__Problem description__
Rewrite the listing from its start through the line containing "[(82, 304)]", keeping every line and adding -127 to each x and y coordinate in the answer points.

__Data listing__

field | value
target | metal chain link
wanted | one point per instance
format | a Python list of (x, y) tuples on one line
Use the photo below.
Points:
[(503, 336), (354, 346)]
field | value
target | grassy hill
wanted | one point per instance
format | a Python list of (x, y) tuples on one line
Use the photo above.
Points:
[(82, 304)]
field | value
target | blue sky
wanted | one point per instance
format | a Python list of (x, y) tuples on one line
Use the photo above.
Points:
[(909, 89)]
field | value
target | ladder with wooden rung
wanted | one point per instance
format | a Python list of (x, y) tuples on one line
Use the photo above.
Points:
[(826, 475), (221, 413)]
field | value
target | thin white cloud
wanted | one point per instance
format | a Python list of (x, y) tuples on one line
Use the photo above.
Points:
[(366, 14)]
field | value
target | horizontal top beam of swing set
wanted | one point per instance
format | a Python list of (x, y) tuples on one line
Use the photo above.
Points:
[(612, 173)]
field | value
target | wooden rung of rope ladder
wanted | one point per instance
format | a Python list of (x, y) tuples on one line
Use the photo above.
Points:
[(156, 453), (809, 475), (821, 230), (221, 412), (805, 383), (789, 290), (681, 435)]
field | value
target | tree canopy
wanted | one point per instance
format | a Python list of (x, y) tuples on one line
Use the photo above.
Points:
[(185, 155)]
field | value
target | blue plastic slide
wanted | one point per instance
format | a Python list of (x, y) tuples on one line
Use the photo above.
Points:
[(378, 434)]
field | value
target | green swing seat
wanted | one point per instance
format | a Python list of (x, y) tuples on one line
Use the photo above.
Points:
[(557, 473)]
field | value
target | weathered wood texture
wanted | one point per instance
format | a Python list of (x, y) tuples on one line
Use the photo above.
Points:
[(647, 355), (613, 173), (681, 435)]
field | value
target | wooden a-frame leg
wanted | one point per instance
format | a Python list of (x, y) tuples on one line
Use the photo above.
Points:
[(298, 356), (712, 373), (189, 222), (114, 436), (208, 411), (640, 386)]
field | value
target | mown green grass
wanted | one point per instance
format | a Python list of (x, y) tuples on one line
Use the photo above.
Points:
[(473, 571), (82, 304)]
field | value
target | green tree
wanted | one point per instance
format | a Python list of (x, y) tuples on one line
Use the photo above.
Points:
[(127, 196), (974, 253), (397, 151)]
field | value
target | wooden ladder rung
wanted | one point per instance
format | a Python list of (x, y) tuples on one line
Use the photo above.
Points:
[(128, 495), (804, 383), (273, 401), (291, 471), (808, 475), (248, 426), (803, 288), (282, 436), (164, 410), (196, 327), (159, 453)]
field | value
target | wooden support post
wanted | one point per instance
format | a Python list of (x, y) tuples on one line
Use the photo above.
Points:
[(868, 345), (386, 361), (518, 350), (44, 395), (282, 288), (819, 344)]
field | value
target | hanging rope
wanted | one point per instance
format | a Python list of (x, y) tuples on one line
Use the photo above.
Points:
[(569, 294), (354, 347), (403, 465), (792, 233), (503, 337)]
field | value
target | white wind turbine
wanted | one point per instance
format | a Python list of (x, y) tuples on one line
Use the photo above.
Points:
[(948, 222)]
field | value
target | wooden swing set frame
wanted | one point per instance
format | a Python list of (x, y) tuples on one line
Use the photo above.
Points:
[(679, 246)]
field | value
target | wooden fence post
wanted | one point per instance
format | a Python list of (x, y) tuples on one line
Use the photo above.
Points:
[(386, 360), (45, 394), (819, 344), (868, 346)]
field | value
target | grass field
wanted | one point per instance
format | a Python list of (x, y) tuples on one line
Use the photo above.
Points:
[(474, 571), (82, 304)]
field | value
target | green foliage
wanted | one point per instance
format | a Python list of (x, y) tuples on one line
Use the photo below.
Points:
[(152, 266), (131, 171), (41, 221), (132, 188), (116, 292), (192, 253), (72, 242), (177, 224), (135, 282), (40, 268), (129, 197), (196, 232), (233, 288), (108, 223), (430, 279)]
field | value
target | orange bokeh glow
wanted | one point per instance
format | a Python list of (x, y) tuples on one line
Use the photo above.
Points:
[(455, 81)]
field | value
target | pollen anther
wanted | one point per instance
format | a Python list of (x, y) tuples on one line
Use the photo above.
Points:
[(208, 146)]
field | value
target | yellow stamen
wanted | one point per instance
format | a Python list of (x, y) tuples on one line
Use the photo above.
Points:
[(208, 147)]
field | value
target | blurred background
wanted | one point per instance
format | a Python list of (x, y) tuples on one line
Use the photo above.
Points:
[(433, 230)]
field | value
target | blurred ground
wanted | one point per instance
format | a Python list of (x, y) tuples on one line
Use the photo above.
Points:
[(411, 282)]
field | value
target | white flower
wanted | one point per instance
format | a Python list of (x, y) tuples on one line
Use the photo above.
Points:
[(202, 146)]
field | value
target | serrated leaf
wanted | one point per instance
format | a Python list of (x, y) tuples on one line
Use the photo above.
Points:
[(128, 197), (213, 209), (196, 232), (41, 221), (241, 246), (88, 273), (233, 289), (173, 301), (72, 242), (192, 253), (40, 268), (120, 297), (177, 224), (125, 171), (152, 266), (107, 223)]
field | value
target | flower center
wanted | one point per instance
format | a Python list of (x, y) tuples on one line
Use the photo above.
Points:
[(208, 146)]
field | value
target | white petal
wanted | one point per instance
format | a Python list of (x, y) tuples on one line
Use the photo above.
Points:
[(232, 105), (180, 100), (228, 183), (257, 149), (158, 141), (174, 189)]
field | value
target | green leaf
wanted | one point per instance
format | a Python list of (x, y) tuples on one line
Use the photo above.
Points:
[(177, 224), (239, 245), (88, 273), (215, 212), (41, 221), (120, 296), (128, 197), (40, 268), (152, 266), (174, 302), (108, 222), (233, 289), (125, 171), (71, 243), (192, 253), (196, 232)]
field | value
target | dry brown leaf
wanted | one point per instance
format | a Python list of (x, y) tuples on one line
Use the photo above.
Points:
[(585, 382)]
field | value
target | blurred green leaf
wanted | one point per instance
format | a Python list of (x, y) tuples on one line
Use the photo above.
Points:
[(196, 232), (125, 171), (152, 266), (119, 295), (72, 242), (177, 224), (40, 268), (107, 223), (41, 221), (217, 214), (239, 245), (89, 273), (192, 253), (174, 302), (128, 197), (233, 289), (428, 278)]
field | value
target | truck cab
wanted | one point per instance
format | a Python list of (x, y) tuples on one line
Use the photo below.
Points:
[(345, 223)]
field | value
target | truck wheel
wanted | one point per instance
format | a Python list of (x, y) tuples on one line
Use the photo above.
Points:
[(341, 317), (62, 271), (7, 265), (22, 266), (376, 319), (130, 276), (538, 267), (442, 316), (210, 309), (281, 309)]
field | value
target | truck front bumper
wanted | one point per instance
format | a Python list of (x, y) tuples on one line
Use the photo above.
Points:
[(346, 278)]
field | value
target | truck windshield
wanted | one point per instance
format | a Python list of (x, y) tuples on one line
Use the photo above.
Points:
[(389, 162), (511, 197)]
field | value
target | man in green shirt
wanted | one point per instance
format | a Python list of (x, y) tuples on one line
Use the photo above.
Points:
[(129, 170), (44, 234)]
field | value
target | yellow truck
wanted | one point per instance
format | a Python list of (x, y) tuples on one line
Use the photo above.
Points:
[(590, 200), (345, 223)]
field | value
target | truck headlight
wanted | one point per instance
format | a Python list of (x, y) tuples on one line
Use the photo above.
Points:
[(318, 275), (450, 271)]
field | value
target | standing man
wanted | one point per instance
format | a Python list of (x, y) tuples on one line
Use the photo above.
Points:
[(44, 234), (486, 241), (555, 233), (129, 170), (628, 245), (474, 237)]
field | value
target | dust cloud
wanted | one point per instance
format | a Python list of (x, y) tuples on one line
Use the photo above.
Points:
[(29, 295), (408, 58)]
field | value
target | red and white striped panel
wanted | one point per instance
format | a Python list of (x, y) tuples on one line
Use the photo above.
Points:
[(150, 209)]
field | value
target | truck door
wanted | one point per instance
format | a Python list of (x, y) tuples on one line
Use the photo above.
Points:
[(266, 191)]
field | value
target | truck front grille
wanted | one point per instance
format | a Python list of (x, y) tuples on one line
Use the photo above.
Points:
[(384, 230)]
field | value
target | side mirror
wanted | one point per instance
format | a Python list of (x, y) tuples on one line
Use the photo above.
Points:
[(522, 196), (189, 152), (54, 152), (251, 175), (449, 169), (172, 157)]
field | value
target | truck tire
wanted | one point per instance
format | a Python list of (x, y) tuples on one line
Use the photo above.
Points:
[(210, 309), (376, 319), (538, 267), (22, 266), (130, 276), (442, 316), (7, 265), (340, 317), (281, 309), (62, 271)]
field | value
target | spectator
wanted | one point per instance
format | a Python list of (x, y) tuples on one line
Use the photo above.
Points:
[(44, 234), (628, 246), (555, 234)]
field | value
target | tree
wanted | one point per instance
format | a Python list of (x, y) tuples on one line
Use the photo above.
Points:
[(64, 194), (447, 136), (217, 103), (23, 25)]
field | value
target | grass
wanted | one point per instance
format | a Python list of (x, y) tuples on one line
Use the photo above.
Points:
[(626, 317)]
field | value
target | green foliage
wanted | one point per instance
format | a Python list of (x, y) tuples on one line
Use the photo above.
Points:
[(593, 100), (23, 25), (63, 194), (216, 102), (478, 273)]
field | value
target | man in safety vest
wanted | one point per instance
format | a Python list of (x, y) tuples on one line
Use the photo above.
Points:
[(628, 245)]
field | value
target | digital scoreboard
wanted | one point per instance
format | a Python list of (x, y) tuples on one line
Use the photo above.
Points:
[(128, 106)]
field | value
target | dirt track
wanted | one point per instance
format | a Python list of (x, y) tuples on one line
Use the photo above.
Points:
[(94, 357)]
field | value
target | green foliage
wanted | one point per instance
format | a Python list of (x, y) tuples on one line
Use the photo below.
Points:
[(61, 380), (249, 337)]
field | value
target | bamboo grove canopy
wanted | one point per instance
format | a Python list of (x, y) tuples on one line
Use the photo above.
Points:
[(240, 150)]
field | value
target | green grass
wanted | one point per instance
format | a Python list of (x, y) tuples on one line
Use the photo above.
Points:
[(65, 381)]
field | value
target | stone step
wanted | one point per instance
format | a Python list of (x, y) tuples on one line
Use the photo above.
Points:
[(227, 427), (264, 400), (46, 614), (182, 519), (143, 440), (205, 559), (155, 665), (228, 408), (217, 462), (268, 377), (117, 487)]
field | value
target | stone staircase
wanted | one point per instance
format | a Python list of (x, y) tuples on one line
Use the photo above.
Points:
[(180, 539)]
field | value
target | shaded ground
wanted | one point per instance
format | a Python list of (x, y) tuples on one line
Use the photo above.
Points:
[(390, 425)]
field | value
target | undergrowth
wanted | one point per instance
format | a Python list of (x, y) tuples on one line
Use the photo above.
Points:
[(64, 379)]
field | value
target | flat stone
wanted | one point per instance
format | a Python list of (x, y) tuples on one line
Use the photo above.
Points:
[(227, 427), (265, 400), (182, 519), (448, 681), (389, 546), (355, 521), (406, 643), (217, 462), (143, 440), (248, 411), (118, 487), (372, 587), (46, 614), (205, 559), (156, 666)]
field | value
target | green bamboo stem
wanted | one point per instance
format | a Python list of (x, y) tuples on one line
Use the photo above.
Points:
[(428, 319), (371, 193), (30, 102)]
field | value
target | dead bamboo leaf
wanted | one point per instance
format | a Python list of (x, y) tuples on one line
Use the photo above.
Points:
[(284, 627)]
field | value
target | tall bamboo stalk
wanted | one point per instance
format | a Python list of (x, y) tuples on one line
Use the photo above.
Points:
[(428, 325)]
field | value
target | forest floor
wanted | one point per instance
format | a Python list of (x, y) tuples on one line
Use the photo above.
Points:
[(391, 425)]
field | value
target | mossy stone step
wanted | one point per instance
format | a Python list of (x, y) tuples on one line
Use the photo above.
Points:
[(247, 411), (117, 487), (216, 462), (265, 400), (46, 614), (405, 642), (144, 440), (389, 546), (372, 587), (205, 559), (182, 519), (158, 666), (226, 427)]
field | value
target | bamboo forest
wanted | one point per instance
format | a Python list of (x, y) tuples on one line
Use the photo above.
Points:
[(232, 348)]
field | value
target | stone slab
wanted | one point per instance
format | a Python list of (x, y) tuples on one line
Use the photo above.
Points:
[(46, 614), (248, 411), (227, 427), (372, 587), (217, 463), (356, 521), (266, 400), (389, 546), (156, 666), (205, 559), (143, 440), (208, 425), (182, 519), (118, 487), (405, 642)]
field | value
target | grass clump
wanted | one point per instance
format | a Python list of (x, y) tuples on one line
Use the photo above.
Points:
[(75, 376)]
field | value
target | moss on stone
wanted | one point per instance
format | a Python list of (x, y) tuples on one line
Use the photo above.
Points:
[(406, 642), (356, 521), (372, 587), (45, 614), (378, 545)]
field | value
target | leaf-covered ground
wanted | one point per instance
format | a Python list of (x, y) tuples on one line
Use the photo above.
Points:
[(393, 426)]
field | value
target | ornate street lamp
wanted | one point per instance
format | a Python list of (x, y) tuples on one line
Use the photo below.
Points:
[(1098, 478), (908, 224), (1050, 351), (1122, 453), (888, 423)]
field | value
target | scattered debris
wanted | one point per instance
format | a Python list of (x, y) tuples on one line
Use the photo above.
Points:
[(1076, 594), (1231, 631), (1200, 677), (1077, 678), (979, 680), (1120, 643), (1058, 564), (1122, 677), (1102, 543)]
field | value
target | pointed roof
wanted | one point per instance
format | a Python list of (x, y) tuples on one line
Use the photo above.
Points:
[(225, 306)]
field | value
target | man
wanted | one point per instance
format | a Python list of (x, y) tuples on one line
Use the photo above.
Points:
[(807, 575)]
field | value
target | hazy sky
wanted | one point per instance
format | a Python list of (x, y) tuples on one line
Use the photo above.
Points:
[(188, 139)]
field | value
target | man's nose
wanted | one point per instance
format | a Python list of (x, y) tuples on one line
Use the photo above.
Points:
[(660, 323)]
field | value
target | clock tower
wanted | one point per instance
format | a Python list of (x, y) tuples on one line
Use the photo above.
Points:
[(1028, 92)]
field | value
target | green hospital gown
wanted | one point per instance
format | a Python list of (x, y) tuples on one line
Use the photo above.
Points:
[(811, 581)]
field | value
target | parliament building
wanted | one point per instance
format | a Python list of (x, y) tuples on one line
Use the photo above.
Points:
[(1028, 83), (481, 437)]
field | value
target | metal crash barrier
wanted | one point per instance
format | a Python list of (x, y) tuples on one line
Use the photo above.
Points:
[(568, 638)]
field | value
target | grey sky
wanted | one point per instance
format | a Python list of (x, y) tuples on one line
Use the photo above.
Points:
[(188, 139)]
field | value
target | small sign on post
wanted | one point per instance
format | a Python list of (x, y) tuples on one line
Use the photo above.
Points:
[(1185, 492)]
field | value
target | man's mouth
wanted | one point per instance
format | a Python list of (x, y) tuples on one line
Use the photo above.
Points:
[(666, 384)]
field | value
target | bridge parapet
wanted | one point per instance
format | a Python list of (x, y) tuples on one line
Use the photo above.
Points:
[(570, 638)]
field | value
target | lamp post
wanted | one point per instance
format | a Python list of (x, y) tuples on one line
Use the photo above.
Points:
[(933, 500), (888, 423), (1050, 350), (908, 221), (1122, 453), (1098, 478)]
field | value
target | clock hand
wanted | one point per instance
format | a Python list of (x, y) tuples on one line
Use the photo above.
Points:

__Result of this exercise__
field | value
target | metal chain link
wanted | one point per instance
format | a Python list of (x, y) tuples on one line
Use the photo below.
Points:
[(376, 209), (227, 219)]
field | value
target | grassy hill
wanted | one point per instance
format | a Python list of (x, y) tuples on one line
Use the photo above.
Points:
[(-45, 177)]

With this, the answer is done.